▶ [Text to read]:

+ + + +

In an extended evaluation of platonism a useful focus is the way in which mathematical entities may be said to resource and constrain activity. A powerful mind taking a platonist perspective was that of Gödel who held that “there is a strong parallelism between plausible theories of mathematical objects and concepts on the one hand, and plausible theories of physical objects and properties on the other hand. Like physical objects and properties, mathematical objects and concepts are not constructed by humans. Like physical objects and properties, mathematical objects and concepts are not reducible to mental entities. Mathematical objects and concepts are as objective as physical objects and properties. Mathematical objects and concepts are, like physical objects and properties, postulated in order to obtain a good satisfactory theory of our experience.” (Horsten, 2019: section 3.1) So Gödel draws an analogy between the mathematical and physical spheres but it is important to test its limits; where there are analogies one may also find significant differences or disanalogies.

Considering platonism in general Brown (2008: pp. 11-15) draws out the following core points: mathematical objects are perfectly real and exist independently of us; mathematical objects are outside of space and time, they are not concrete or physical; we can intuit mathematical objects and grasp mathematical truths; mathematics is a priori, not empirical; even though mathematics is a priori, it need not be certain; platonism, more than any other account of mathematics, is open to the possibility of an endless variety of investigative techniques.

As a response to Gödel particularly, but also to this wider characterisation of platonism, it becomes important to explore both similarities and differences in respect of the place physical objects and mathematical entities occupy in human life. In this connection two ways in which physical objects enter human life are as resources (we use a tool such as a spanner) and as obstacles (our passage is arrested as we come up against a brick wall). Now, as a first point, one would certainly want to say that mathematics is valuable as a resource. However, while a tool like a spanner is an externality for which a person reaches, mathematical resources may sometimes be purely internal to a person. For instance, one checks a bill or bank statement using mental arithmetic. Of course such a check might or might not be correct; a mistake could have unpleasant consequences. On the other hand, a highly trained pure or applied mathematician might well be able to use mathematics to address all manner of problems without leaving his or her desk and even without the help of such external resources as books or the internet.

+ + + +

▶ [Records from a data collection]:
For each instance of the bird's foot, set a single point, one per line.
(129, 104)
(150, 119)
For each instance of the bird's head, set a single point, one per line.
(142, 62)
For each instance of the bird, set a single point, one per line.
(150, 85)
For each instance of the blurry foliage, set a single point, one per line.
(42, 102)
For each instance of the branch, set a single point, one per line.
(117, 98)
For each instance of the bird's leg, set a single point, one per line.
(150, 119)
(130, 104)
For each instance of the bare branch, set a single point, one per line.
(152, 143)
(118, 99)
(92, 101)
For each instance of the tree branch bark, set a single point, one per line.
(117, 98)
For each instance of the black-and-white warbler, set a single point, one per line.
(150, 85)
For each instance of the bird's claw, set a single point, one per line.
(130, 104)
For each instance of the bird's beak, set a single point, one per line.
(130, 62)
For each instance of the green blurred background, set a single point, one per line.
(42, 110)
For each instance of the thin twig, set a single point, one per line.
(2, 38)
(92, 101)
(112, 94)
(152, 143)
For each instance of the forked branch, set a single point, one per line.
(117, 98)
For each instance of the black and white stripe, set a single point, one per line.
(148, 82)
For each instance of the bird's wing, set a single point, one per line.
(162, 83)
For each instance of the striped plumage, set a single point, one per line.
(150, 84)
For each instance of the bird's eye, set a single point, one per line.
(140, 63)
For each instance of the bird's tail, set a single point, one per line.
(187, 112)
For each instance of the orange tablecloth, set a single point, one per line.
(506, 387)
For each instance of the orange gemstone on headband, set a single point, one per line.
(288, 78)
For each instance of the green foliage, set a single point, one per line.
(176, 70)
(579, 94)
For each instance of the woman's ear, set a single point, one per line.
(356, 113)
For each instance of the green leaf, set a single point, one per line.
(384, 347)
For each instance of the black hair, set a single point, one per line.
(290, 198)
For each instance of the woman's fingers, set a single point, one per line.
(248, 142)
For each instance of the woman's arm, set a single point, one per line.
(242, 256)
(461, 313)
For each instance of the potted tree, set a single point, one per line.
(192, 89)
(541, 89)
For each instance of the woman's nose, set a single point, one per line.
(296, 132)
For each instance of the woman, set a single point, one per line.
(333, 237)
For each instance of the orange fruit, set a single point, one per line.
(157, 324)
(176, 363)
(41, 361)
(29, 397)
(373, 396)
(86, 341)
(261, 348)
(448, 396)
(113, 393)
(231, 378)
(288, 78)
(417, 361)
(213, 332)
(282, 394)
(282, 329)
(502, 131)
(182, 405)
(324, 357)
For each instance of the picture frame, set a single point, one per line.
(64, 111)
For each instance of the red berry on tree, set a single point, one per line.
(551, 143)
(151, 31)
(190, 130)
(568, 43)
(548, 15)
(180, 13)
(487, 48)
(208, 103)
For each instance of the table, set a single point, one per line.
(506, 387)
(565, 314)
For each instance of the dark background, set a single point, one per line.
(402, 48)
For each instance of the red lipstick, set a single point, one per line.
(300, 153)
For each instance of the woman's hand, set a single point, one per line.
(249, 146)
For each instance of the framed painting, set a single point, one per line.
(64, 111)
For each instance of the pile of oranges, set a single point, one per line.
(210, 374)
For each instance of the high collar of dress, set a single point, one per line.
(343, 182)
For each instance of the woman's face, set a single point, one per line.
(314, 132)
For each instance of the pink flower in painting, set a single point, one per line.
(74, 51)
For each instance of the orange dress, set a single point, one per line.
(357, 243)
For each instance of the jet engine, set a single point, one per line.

+ + + +

▶ [To be done]:
Reproduce the part of the platonism passage running from "Considering platonism in" down to "of investigative techniques.".

▶ [Written solution]:
Considering platonism in general Brown (2008: pp. 11-15) draws out the following core points: mathematical objects are perfectly real and exist independently of us; mathematical objects are outside of space and time, they are not concrete or physical; we can intuit mathematical objects and grasp mathematical truths; mathematics is a priori, not empirical; even though mathematics is a priori, it need not be certain; platonism, more than any other account of mathematics, is open to the possibility of an endless variety of investigative techniques.